Requirement
Return the lines of the listing starting at the line containing "[mark] woven cane" and ending at the line containing "(1088, 486)", reproducing them precisely.

Stored rows
◆ ◆ ◆ ◆ ◆
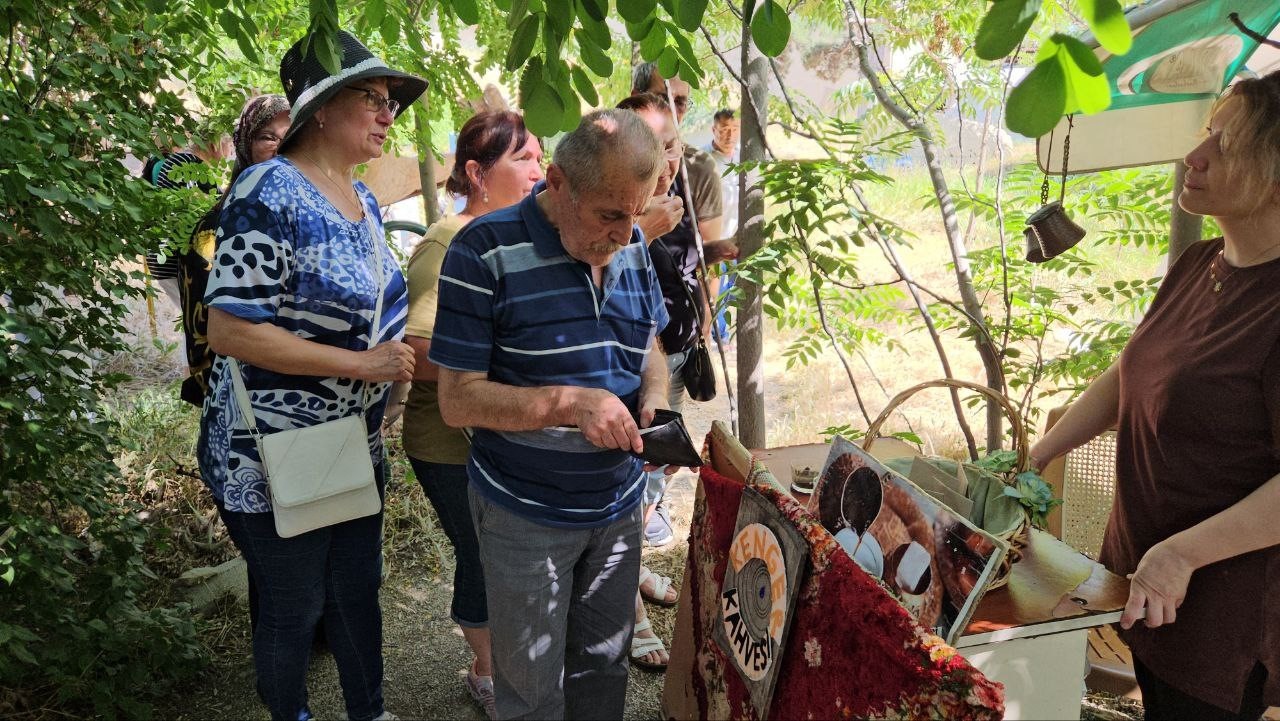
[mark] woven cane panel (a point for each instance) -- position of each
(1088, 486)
◆ ◆ ◆ ◆ ◆
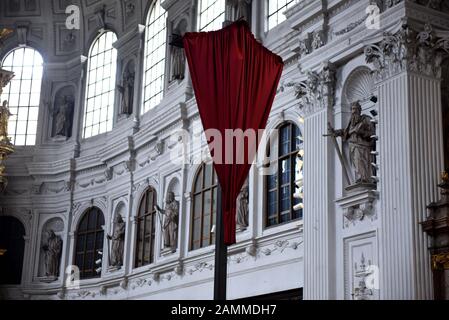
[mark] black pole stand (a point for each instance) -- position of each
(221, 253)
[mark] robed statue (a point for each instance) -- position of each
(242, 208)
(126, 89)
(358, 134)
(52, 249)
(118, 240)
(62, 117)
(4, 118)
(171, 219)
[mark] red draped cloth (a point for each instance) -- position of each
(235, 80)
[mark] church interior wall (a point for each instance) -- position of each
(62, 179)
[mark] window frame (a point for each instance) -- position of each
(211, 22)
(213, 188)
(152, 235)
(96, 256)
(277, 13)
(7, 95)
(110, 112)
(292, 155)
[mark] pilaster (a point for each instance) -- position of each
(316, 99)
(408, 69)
◆ ◆ ◆ ◆ ◆
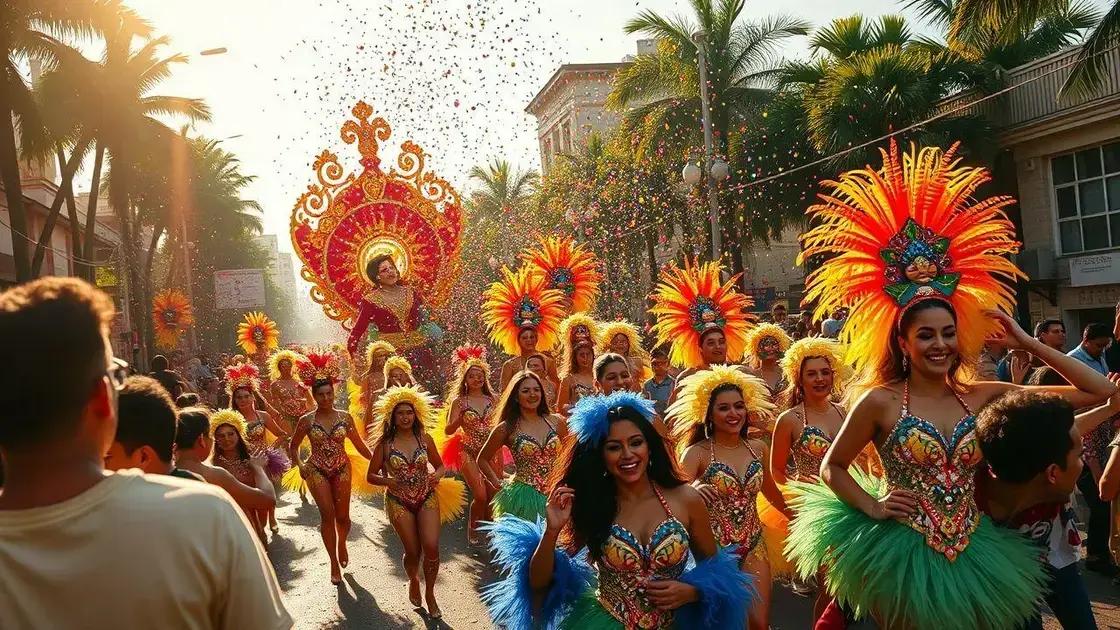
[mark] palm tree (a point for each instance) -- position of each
◆ ◆ ◆ ◆ ◆
The response
[mark] woven cane panel (a point for each instance) -- position of each
(1088, 486)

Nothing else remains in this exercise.